Work instruction: From the line that includes "object: pendant light fixture" to the last line of the data, quote each line precisely; both boundary lines belong in the answer.

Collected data
- - -
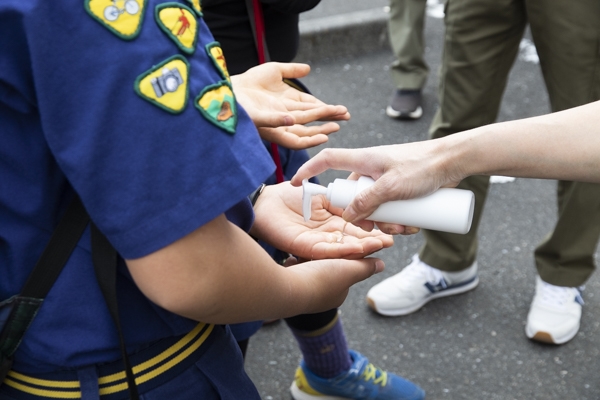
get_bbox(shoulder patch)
[85,0,147,40]
[134,55,190,114]
[194,81,237,135]
[206,42,230,81]
[155,3,198,54]
[185,0,202,16]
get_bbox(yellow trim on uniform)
[99,324,214,395]
[4,323,213,399]
[2,379,80,399]
[98,322,206,386]
[5,371,79,388]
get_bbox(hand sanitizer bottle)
[302,176,475,234]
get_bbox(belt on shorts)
[1,322,215,399]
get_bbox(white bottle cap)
[327,178,360,209]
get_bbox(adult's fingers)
[341,173,406,223]
[373,222,420,235]
[291,148,370,186]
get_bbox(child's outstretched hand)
[231,62,350,150]
[250,182,393,260]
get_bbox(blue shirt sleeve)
[21,0,274,258]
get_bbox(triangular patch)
[85,0,147,40]
[185,0,202,16]
[206,42,230,81]
[135,55,190,114]
[194,81,237,134]
[155,3,198,54]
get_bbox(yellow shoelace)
[361,363,388,386]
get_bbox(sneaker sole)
[366,276,480,316]
[386,105,423,120]
[525,322,580,345]
[290,382,346,400]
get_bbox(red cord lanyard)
[251,0,285,183]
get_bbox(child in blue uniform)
[0,0,406,398]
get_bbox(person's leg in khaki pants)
[420,0,527,270]
[526,0,600,288]
[368,0,600,344]
[521,0,600,344]
[386,0,429,119]
[367,0,528,317]
[388,0,429,90]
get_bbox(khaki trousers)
[420,0,600,286]
[388,0,430,90]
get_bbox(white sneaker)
[366,254,479,316]
[525,276,584,345]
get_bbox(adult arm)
[291,100,600,223]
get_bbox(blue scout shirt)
[0,0,273,376]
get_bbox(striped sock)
[289,313,352,378]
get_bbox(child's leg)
[285,309,351,378]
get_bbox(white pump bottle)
[302,176,475,234]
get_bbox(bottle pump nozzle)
[302,179,328,221]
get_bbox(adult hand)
[230,62,350,149]
[250,182,394,260]
[290,141,463,226]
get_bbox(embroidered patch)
[185,0,202,16]
[206,42,230,81]
[85,0,147,40]
[194,81,237,134]
[155,3,198,54]
[134,55,190,114]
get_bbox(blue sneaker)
[289,350,425,400]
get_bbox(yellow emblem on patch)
[155,3,198,54]
[206,42,230,81]
[85,0,147,40]
[135,55,190,114]
[194,81,237,135]
[186,0,202,16]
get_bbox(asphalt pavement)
[243,2,600,399]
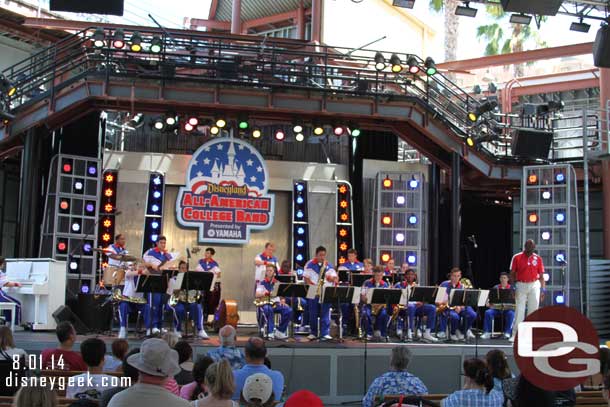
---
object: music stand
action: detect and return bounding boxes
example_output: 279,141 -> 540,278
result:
172,271 -> 215,337
488,288 -> 515,338
408,286 -> 447,304
449,289 -> 486,308
321,286 -> 360,340
272,283 -> 308,338
276,275 -> 296,284
136,270 -> 172,294
338,269 -> 353,284
351,273 -> 371,287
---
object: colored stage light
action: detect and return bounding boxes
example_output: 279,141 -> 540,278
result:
102,233 -> 111,242
339,185 -> 347,194
188,116 -> 199,126
81,285 -> 89,294
296,210 -> 304,219
293,124 -> 303,133
541,230 -> 551,241
296,240 -> 304,248
238,119 -> 249,130
296,183 -> 304,192
153,191 -> 161,199
339,228 -> 348,237
151,234 -> 158,242
382,177 -> 392,189
555,211 -> 566,223
165,115 -> 177,126
153,176 -> 162,186
424,57 -> 437,75
542,190 -> 551,200
409,177 -> 419,189
528,212 -> 538,224
527,173 -> 538,184
210,126 -> 220,135
407,253 -> 417,265
0,75 -> 16,98
543,273 -> 550,282
104,203 -> 113,213
150,36 -> 162,53
340,213 -> 349,221
252,129 -> 262,138
555,294 -> 565,304
57,240 -> 67,252
382,215 -> 392,226
297,227 -> 305,235
340,200 -> 348,208
92,27 -> 105,48
350,127 -> 361,137
105,173 -> 114,183
555,172 -> 565,184
339,256 -> 347,264
74,181 -> 83,191
151,220 -> 159,229
466,136 -> 475,146
85,202 -> 95,214
395,233 -> 405,243
105,188 -> 114,197
62,163 -> 72,173
296,197 -> 304,205
407,56 -> 420,74
296,254 -> 304,262
215,118 -> 227,128
374,52 -> 386,71
313,125 -> 324,136
396,195 -> 405,205
340,242 -> 348,251
151,204 -> 160,213
130,32 -> 142,52
112,29 -> 125,49
103,219 -> 112,228
408,214 -> 418,225
274,129 -> 285,141
333,126 -> 344,136
390,53 -> 402,73
83,243 -> 92,253
59,200 -> 70,212
555,251 -> 566,264
295,133 -> 305,142
87,165 -> 97,176
381,253 -> 391,263
184,123 -> 194,132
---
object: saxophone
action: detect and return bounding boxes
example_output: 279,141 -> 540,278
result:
437,278 -> 474,313
169,290 -> 201,307
315,261 -> 328,298
111,287 -> 148,304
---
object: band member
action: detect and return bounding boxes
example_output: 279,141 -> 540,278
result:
169,261 -> 208,339
196,247 -> 221,325
278,260 -> 295,275
509,239 -> 545,342
337,249 -> 364,332
143,235 -> 175,335
0,257 -> 22,325
278,260 -> 307,327
384,259 -> 396,276
361,266 -> 390,340
255,264 -> 292,340
303,246 -> 337,340
362,258 -> 374,274
106,234 -> 127,268
482,272 -> 515,340
254,242 -> 278,284
118,261 -> 151,338
393,269 -> 437,342
438,267 -> 477,341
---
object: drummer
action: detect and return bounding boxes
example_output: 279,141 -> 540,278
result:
106,234 -> 129,279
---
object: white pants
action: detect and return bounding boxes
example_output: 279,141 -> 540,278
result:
512,280 -> 540,337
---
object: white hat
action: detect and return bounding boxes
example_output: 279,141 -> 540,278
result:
127,338 -> 181,377
242,373 -> 273,403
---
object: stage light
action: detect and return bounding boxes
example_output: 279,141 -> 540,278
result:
104,203 -> 113,212
296,183 -> 305,192
409,176 -> 419,189
57,240 -> 67,252
153,118 -> 165,130
62,162 -> 72,173
541,230 -> 551,241
543,273 -> 550,282
0,75 -> 16,98
69,260 -> 78,271
313,125 -> 325,136
381,253 -> 391,263
555,211 -> 566,224
274,129 -> 285,141
407,253 -> 417,265
151,220 -> 159,229
528,173 -> 538,185
165,115 -> 177,126
85,202 -> 95,214
382,177 -> 392,189
555,172 -> 565,184
339,185 -> 348,194
151,234 -> 158,242
297,227 -> 305,235
488,83 -> 497,93
216,118 -> 227,128
153,176 -> 162,186
87,165 -> 97,176
184,123 -> 194,132
112,29 -> 125,49
83,243 -> 92,253
150,36 -> 162,53
340,242 -> 348,251
340,200 -> 348,208
555,294 -> 565,304
187,116 -> 199,126
424,57 -> 437,76
350,127 -> 361,137
74,181 -> 83,191
296,210 -> 304,219
295,133 -> 305,142
252,128 -> 262,138
103,219 -> 112,228
296,196 -> 304,205
339,228 -> 348,237
102,233 -> 111,242
382,215 -> 392,226
395,233 -> 405,243
238,120 -> 249,130
468,100 -> 498,122
455,3 -> 477,17
396,195 -> 405,205
528,212 -> 538,224
210,126 -> 220,135
333,126 -> 345,136
59,199 -> 70,212
151,204 -> 160,213
297,240 -> 304,248
473,85 -> 482,94
130,32 -> 142,52
510,13 -> 532,25
340,213 -> 348,221
570,20 -> 590,33
408,214 -> 418,225
105,173 -> 114,183
374,52 -> 386,71
466,136 -> 475,146
542,190 -> 551,200
406,56 -> 420,74
555,251 -> 566,264
390,53 -> 402,73
105,188 -> 114,197
292,123 -> 303,133
92,27 -> 105,48
296,254 -> 304,262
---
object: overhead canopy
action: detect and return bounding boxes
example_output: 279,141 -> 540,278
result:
211,0 -> 312,21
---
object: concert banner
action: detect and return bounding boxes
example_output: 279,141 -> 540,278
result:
176,137 -> 275,244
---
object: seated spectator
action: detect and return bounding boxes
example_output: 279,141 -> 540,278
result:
442,358 -> 503,407
603,373 -> 610,406
194,359 -> 238,407
514,375 -> 555,407
180,356 -> 214,401
108,338 -> 190,407
174,341 -> 194,385
100,348 -> 140,407
485,349 -> 512,394
284,390 -> 323,407
41,321 -> 87,371
66,338 -> 118,400
104,339 -> 129,372
12,385 -> 57,407
207,325 -> 245,369
240,373 -> 274,407
0,326 -> 26,360
363,347 -> 428,407
232,338 -> 284,402
582,347 -> 610,390
263,357 -> 271,369
161,333 -> 182,395
163,331 -> 181,348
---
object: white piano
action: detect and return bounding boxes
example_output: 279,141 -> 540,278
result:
4,258 -> 66,330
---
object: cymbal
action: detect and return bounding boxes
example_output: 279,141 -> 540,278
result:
117,254 -> 138,262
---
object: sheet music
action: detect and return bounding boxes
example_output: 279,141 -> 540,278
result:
351,287 -> 361,304
271,284 -> 279,297
168,272 -> 184,295
435,287 -> 447,303
306,285 -> 317,300
366,288 -> 374,304
478,290 -> 489,307
209,273 -> 217,291
399,288 -> 410,305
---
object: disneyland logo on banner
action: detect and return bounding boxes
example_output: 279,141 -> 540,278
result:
176,137 -> 275,244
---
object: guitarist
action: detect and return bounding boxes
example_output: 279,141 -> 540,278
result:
303,246 -> 337,341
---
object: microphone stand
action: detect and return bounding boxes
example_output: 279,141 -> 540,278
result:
185,247 -> 191,338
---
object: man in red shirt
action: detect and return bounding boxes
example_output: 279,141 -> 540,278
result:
41,321 -> 87,370
509,239 -> 546,342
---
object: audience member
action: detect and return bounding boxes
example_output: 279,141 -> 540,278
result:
514,375 -> 555,407
174,341 -> 194,385
12,385 -> 57,407
240,373 -> 274,407
100,348 -> 140,407
263,357 -> 271,369
207,325 -> 245,369
103,339 -> 129,372
108,338 -> 190,407
181,356 -> 215,401
603,372 -> 610,406
41,322 -> 87,371
485,350 -> 512,394
363,347 -> 428,407
163,331 -> 181,348
582,347 -> 610,390
194,359 -> 238,407
161,333 -> 182,395
66,338 -> 118,400
442,358 -> 503,407
0,326 -> 26,360
284,390 -> 323,407
232,338 -> 284,402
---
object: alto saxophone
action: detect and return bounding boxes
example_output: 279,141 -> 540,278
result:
253,293 -> 275,307
315,261 -> 328,298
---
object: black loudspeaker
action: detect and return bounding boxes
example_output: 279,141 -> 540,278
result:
52,305 -> 90,335
50,0 -> 124,16
594,26 -> 610,68
511,128 -> 553,160
71,294 -> 113,333
500,0 -> 562,15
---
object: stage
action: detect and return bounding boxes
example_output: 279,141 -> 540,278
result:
14,327 -> 517,405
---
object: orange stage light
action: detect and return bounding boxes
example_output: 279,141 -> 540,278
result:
339,256 -> 347,264
340,213 -> 349,221
340,200 -> 348,209
339,242 -> 348,251
381,253 -> 391,263
339,185 -> 347,194
105,174 -> 114,183
104,203 -> 113,212
528,213 -> 538,223
382,177 -> 392,189
339,229 -> 348,237
527,174 -> 538,185
104,188 -> 114,197
103,219 -> 112,228
382,215 -> 392,226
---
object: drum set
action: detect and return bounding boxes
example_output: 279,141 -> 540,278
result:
93,247 -> 139,288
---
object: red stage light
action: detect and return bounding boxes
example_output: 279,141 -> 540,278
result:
527,174 -> 538,185
382,177 -> 392,189
339,185 -> 347,194
333,126 -> 345,136
340,200 -> 348,209
57,242 -> 67,251
103,219 -> 112,228
62,163 -> 72,173
104,203 -> 113,212
104,188 -> 114,197
105,174 -> 114,183
60,200 -> 69,210
340,213 -> 349,221
339,228 -> 348,237
340,242 -> 348,251
528,213 -> 538,224
381,253 -> 391,263
382,215 -> 392,226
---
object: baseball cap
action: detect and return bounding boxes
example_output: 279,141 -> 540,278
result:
242,373 -> 273,403
284,390 -> 323,407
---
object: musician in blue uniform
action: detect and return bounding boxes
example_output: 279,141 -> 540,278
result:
384,259 -> 396,277
255,264 -> 292,340
0,257 -> 22,326
195,247 -> 221,327
303,246 -> 337,341
337,249 -> 364,333
118,260 -> 151,338
437,267 -> 477,341
481,273 -> 515,340
142,235 -> 175,335
393,269 -> 437,342
254,242 -> 279,286
361,266 -> 390,340
170,261 -> 208,339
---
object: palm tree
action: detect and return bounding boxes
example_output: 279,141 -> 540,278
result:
429,0 -> 461,63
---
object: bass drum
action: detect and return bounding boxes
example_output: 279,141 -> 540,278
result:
213,299 -> 239,332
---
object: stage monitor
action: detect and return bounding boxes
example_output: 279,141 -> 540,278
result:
511,128 -> 553,160
594,25 -> 610,68
50,0 -> 124,16
500,0 -> 562,16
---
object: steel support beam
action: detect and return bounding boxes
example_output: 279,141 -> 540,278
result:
600,68 -> 610,258
312,0 -> 322,43
231,0 -> 242,34
297,1 -> 306,40
428,162 -> 440,284
451,152 -> 461,269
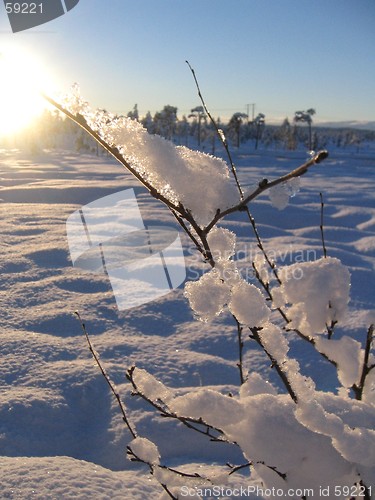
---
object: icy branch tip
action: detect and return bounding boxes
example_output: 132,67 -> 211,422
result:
314,150 -> 329,163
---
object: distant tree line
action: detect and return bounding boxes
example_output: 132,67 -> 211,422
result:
2,105 -> 374,155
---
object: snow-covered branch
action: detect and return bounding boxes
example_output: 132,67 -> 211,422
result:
47,81 -> 374,498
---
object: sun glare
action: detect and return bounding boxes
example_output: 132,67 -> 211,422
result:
0,48 -> 53,137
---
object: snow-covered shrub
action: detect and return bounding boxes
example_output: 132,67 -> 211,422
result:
47,83 -> 374,500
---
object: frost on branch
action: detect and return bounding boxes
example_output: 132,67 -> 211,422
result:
239,372 -> 277,397
63,86 -> 239,226
170,388 -> 244,428
295,393 -> 375,479
273,257 -> 350,336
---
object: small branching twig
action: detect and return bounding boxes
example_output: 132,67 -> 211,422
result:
227,460 -> 252,475
126,367 -> 227,442
78,314 -> 217,497
352,324 -> 375,400
246,206 -> 282,285
76,311 -> 137,439
227,460 -> 287,482
186,60 -> 285,286
126,447 -> 177,500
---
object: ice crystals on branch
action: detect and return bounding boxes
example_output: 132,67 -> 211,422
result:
269,177 -> 301,210
63,86 -> 239,227
62,83 -> 90,116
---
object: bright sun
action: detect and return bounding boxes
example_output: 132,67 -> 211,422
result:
0,47 -> 53,137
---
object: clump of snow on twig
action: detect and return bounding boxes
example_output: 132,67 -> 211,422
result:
129,437 -> 160,466
228,281 -> 270,327
273,257 -> 350,336
131,367 -> 174,404
184,270 -> 231,322
206,227 -> 236,261
315,336 -> 363,388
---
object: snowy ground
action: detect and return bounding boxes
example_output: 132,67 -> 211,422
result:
0,144 -> 374,498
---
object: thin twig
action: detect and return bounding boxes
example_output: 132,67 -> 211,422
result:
227,461 -> 252,475
186,61 -> 284,285
249,327 -> 298,403
227,460 -> 287,481
320,192 -> 327,258
353,324 -> 374,400
246,206 -> 282,285
186,61 -> 243,198
76,312 -> 137,439
78,314 -> 208,498
235,317 -> 245,384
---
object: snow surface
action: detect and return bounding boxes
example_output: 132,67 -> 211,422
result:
0,143 -> 374,498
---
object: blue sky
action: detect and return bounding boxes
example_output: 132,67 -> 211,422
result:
1,0 -> 374,123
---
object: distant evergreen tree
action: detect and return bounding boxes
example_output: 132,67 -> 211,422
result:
127,104 -> 139,121
141,111 -> 154,134
153,105 -> 177,140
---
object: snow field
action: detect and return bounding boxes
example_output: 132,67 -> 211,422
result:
0,142 -> 374,498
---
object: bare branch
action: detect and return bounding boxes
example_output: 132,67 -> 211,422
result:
186,60 -> 243,197
204,150 -> 329,233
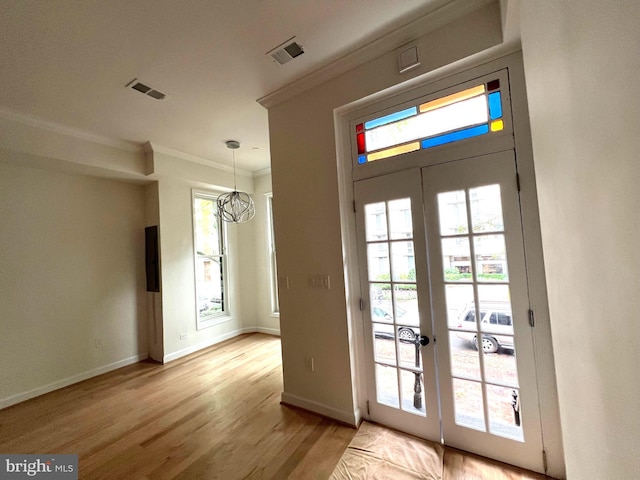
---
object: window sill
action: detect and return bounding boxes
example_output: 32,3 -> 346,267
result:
197,314 -> 232,331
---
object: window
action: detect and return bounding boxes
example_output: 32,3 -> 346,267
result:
267,194 -> 279,314
355,78 -> 505,164
193,192 -> 227,328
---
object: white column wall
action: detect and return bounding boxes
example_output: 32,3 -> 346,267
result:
520,1 -> 640,477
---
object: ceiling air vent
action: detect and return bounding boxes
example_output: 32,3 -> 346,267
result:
267,37 -> 304,65
126,79 -> 167,100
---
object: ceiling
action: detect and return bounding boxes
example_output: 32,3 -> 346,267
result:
0,0 -> 464,172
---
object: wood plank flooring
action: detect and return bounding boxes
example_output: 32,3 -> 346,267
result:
0,333 -> 554,479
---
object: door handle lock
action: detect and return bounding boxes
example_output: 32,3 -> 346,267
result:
419,335 -> 430,346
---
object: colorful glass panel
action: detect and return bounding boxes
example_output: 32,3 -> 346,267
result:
364,106 -> 417,130
490,120 -> 504,132
488,92 -> 502,120
487,79 -> 500,91
367,142 -> 420,162
355,79 -> 507,165
419,85 -> 485,114
421,124 -> 489,149
365,96 -> 487,152
357,131 -> 366,154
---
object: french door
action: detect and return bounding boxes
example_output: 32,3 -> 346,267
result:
355,150 -> 544,472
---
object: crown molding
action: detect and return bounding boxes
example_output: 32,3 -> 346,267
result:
257,0 -> 494,109
0,107 -> 141,153
147,142 -> 252,177
252,166 -> 272,178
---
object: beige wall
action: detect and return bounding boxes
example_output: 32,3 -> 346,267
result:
0,161 -> 147,406
268,2 -> 503,422
157,177 -> 253,360
520,1 -> 640,477
0,120 -> 277,406
251,172 -> 280,334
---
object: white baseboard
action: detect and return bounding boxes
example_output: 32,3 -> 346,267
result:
1,327 -> 281,409
255,326 -> 280,336
0,353 -> 148,410
163,327 -> 281,363
281,391 -> 359,427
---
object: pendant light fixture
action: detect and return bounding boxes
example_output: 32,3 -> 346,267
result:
217,140 -> 255,223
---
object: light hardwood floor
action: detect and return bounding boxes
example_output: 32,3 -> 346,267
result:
0,333 -> 553,479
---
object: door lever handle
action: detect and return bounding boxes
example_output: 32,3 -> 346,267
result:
419,335 -> 430,346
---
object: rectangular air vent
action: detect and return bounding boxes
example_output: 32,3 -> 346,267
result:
- - -
Worked solution:
object: pendant light fixture
action: detect and return bounding boxes
example_output: 32,3 -> 346,267
result:
217,140 -> 255,223
---
object: light hardwood floor
action: detect and return bounding boxes
example_output: 32,3 -> 346,267
result:
0,333 -> 553,479
---
object: door lever handle
action: detect and return bounding boxes
example_output: 32,3 -> 346,267
result:
419,335 -> 430,346
---
object: rectangular air vent
action: detect and return bounding boxes
example_output: 32,3 -> 346,267
result:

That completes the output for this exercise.